» **SELECTED PASSAGE**
ADVERTISEMENT

Why 'Charlie's Angels' Flopped

November 22, 2019

You may not have noticed, but movies no longer open on Fridays; almost all major releases begin their runs in theaters with a 7 p.m. showing on Thursday. (Until the late 1970s, by the way, most movies opened on Wednesdays, for no good reason other than that they had always opened on Wednesdays.) This meant that Sony Pictures knew by the time midnight rolled around on November 14, only five hours after its first showings, that they had a monumental turkey on their hands with the new version of Charlie’s Angels.

Nobody went to see it on Thursday night, and by Sunday, it had earned only $8 million—by far the worst performance of a major studio release this year. Nineteen years ago, the first cinematic version of Charlie's Angels with Drew Barrymore and Cameron Diaz grossed $40 million in its first weekend—a value of $60 million today. So basically this new Angels earned one-sixth what its predecessor did.

As it happens, Charlie's Angels is a dull, charmless, witless, and nonsensical piece of work—but moviegoers couldn't have known that without seeing it first. And since when has a movie being lousy been the reason audiences would reject it? In this case, word of mouth didn't keep them away; the very idea of the movie kept them away. Why was the American audience allergic to Charlie’s Angels?

There's a temptation to read its failure ideologically. Indeed, the movie's writer-director, Elizabeth Banks (who also plays a lead role), has sought to do exactly this. She blames misogyny. We should be charitable to Banks, because she spent four years on it, is proud of it, is in pain because of the disaster, and is staring a long and possibly permanent stint in director jail in the face. It's certainly far easier for her to bear the pain if she believes there was nothing she could have done to overcome a male bias against action movies starring women.

» **DATA SUPPLIED**
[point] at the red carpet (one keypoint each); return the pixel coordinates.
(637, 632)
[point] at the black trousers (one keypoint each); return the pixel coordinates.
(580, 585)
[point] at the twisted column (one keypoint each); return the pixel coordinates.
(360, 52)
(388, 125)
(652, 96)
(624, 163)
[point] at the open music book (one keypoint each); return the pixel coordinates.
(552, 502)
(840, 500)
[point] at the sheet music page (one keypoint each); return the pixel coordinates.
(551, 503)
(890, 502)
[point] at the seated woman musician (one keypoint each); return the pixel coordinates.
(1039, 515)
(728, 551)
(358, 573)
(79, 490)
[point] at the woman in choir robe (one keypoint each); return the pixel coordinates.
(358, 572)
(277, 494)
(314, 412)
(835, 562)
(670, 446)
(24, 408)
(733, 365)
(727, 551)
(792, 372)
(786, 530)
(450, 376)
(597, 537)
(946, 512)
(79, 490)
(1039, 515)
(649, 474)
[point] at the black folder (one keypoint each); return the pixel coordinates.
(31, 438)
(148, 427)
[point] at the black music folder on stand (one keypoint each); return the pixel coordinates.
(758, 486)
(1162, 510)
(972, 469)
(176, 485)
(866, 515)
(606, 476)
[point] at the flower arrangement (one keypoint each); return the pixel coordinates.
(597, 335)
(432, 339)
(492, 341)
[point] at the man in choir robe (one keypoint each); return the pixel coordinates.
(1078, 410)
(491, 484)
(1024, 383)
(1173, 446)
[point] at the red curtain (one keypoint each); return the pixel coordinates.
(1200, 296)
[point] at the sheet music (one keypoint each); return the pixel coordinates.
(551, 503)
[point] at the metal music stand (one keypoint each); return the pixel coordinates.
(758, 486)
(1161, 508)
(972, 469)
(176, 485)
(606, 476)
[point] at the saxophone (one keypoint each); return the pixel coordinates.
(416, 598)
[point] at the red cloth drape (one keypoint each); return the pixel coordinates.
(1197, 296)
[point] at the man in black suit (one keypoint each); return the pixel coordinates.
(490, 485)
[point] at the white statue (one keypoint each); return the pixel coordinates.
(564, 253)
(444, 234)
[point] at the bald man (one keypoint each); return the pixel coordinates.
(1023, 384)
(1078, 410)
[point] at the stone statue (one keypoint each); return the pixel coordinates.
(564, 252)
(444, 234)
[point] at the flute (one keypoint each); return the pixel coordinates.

» **EXERCISE DETAILS**
Rewrite the article on the "Charlie's Angels" flop, starting at "Why 'Charlie's Angels'" and ending at "of Charlie’s Angels.", with "Wednesdays" swapped for "Tuesdays". The records come from an unrelated source.

» **RESULT BELOW**
Why 'Charlie's Angels' Flopped

November 22, 2019

You may not have noticed, but movies no longer open on Fridays; almost all major releases begin their runs in theaters with a 7 p.m. showing on Thursday. (Until the late 1970s, by the way, most movies opened on Tuesdays, for no good reason other than that they had always opened on Tuesdays.) This meant that Sony Pictures knew by the time midnight rolled around on November 14, only five hours after its first showings, that they had a monumental turkey on their hands with the new version of Charlie’s Angels.